WRITTEN PROBLEM 1 - Can you find every line of the listing below that holds the word "tire" and copy each one out?
--------
Hugh Carroll Frazer (February 22, 1891 – July 9, 1975) was born in the Martinsburg, West Virginia. He graduated from the United States Naval Academy in 1912. He received the Medal of Honor for actions at the United States occupation of Veracruz, 1914. Frazer was also a veteran of World War I and World War II.

Medal of Honor citation
Rank and organization: Ensign
Organization: U.S. Navy
Born:Martinsburg, W. Va.
Entered service at: West Virginia
Place/Date: Vera Cruz, Mexico, 22 April 1914
Date of issue: 12/04/1915

Citation:

For extraordinary heroism in battle, engagement of Vera Cruz, 22 April 1914. During this engagement, Ens. Frazer ran forward to rescue a wounded man, exposing himself to hostile fire and that of his own men. Having accomplished the mission, he returned at once to his position in line.
--------
WRITTEN PROBLEM 2 - Can you reproduce, word for word, the stretch of the Frazer biography above from "Hugh Carroll Frazer" up to and including "Born:Martinsburg, W. Va."?

Data lines -
--------
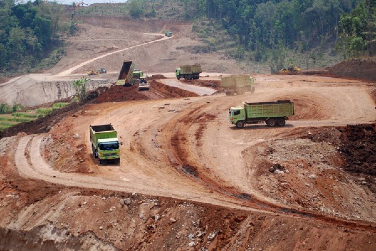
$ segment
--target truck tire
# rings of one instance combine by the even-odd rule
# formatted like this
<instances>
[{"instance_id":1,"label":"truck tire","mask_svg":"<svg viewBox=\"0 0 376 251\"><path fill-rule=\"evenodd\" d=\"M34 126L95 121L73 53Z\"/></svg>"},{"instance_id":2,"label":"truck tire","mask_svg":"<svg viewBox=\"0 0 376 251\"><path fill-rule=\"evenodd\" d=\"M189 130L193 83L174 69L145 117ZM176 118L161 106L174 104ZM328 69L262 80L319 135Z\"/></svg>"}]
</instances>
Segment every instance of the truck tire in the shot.
<instances>
[{"instance_id":1,"label":"truck tire","mask_svg":"<svg viewBox=\"0 0 376 251\"><path fill-rule=\"evenodd\" d=\"M94 158L98 158L98 153L97 152L97 151L96 151L95 148L92 146L91 146L91 149L93 151L93 156L94 156Z\"/></svg>"},{"instance_id":2,"label":"truck tire","mask_svg":"<svg viewBox=\"0 0 376 251\"><path fill-rule=\"evenodd\" d=\"M269 119L266 121L266 124L269 126L275 126L277 124L277 120L274 119Z\"/></svg>"},{"instance_id":3,"label":"truck tire","mask_svg":"<svg viewBox=\"0 0 376 251\"><path fill-rule=\"evenodd\" d=\"M239 120L236 122L236 127L239 128L242 128L244 127L244 121Z\"/></svg>"},{"instance_id":4,"label":"truck tire","mask_svg":"<svg viewBox=\"0 0 376 251\"><path fill-rule=\"evenodd\" d=\"M283 118L279 118L277 120L277 125L279 126L284 126L286 125L286 120Z\"/></svg>"}]
</instances>

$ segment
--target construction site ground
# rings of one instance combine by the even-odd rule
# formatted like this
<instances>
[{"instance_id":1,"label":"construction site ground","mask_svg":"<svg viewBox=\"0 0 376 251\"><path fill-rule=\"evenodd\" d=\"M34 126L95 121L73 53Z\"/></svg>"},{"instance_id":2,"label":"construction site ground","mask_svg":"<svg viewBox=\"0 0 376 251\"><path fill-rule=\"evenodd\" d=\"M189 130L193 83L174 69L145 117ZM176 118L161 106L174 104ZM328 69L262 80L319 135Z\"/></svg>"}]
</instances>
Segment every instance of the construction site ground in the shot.
<instances>
[{"instance_id":1,"label":"construction site ground","mask_svg":"<svg viewBox=\"0 0 376 251\"><path fill-rule=\"evenodd\" d=\"M162 24L143 32L171 25ZM175 27L176 37L136 49L186 44ZM116 71L106 59L90 67ZM71 60L51 74L69 76L82 63ZM198 81L159 76L143 91L108 85L0 135L0 250L376 250L375 84L260 75L255 93L227 96L215 76L221 62ZM154 72L176 67L138 63ZM229 109L242 102L286 99L295 110L285 127L229 123ZM121 161L99 164L89 127L109 123Z\"/></svg>"}]
</instances>

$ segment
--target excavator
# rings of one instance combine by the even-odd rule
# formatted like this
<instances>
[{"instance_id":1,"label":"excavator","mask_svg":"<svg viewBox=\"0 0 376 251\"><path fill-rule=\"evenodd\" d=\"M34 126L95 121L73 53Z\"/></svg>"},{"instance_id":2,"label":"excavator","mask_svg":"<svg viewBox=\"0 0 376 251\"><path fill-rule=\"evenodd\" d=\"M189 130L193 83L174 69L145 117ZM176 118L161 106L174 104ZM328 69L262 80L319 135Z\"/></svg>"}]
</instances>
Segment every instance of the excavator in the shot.
<instances>
[{"instance_id":1,"label":"excavator","mask_svg":"<svg viewBox=\"0 0 376 251\"><path fill-rule=\"evenodd\" d=\"M287 69L285 68L281 69L279 71L279 73L283 73L285 72L291 72L291 71L300 71L301 70L302 70L299 67L294 66L293 64L291 64L287 67Z\"/></svg>"}]
</instances>

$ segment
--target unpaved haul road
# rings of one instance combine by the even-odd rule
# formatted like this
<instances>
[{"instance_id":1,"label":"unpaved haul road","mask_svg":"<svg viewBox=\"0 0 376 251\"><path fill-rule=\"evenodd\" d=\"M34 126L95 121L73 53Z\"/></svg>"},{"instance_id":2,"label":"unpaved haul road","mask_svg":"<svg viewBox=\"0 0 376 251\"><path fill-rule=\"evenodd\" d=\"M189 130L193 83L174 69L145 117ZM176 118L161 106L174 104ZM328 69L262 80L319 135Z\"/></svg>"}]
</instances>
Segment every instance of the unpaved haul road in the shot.
<instances>
[{"instance_id":1,"label":"unpaved haul road","mask_svg":"<svg viewBox=\"0 0 376 251\"><path fill-rule=\"evenodd\" d=\"M99 166L90 159L94 174L60 172L54 170L58 167L49 166L41 157L44 135L27 136L20 141L16 165L23 176L67 186L136 192L291 214L281 212L285 205L254 187L254 170L246 164L244 151L312 126L373 121L374 103L364 83L358 81L318 76L257 78L253 94L93 105L86 108L89 115L66 119L64 123L73 124L73 129L53 129L61 134L68 132L67 138L71 138L73 133L82 135L77 140L86 144L85 154L89 156L89 125L112 123L124 143L119 166ZM240 130L229 123L229 108L242 101L288 98L296 100L296 120L288 121L285 127L256 125ZM30 161L24 154L28 148ZM293 216L303 217L303 211L298 211Z\"/></svg>"},{"instance_id":2,"label":"unpaved haul road","mask_svg":"<svg viewBox=\"0 0 376 251\"><path fill-rule=\"evenodd\" d=\"M57 74L56 74L55 76L61 76L69 75L70 74L71 74L72 72L76 70L77 70L79 68L80 68L82 67L82 66L83 66L84 65L87 64L88 64L91 63L91 62L94 62L96 60L97 60L100 58L105 58L110 55L112 55L112 54L114 54L116 53L121 52L125 50L130 50L136 48L137 47L139 47L139 46L142 46L146 45L146 44L152 44L153 43L157 43L158 42L160 42L161 41L163 41L163 40L169 39L173 37L173 36L170 37L165 37L164 36L164 34L163 34L147 33L145 33L144 34L149 34L149 35L151 35L160 36L162 37L162 38L159 39L153 40L152 41L150 41L150 42L144 43L143 44L137 44L137 45L131 46L130 47L128 47L127 48L121 49L121 50L116 50L114 52L110 52L109 53L107 53L106 54L102 55L99 56L97 56L96 58L92 58L87 61L85 61L85 62L83 63L81 63L81 64L78 65L77 65L76 66L74 66L73 67L70 68L69 69L68 69L68 70L64 71L62 71L60 73L58 73Z\"/></svg>"}]
</instances>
--------
COMPLETE RESPONSE 1 -
--target truck tire
[{"instance_id":1,"label":"truck tire","mask_svg":"<svg viewBox=\"0 0 376 251\"><path fill-rule=\"evenodd\" d=\"M34 126L95 121L73 53Z\"/></svg>"},{"instance_id":2,"label":"truck tire","mask_svg":"<svg viewBox=\"0 0 376 251\"><path fill-rule=\"evenodd\" d=\"M189 130L193 83L174 69L145 117ZM176 118L161 106L174 104ZM328 69L262 80L319 135Z\"/></svg>"}]
Segment every instance of the truck tire in the shot.
[{"instance_id":1,"label":"truck tire","mask_svg":"<svg viewBox=\"0 0 376 251\"><path fill-rule=\"evenodd\" d=\"M94 158L98 158L98 153L97 152L97 151L96 151L95 148L92 146L91 146L91 149L93 151L93 156L94 156Z\"/></svg>"},{"instance_id":2,"label":"truck tire","mask_svg":"<svg viewBox=\"0 0 376 251\"><path fill-rule=\"evenodd\" d=\"M269 119L266 121L266 124L269 126L275 126L277 124L277 120L274 119Z\"/></svg>"},{"instance_id":3,"label":"truck tire","mask_svg":"<svg viewBox=\"0 0 376 251\"><path fill-rule=\"evenodd\" d=\"M239 120L236 122L236 127L239 128L242 128L244 127L244 121Z\"/></svg>"},{"instance_id":4,"label":"truck tire","mask_svg":"<svg viewBox=\"0 0 376 251\"><path fill-rule=\"evenodd\" d=\"M283 118L279 118L277 120L277 125L279 126L284 126L286 125L286 120Z\"/></svg>"}]

COMPLETE RESPONSE 2 -
Hugh Carroll Frazer (February 22, 1891 – July 9, 1975) was born in the Martinsburg, West Virginia. He graduated from the United States Naval Academy in 1912. He received the Medal of Honor for actions at the United States occupation of Veracruz, 1914. Frazer was also a veteran of World War I and World War II.

Medal of Honor citation
Rank and organization: Ensign
Organization: U.S. Navy
Born:Martinsburg, W. Va.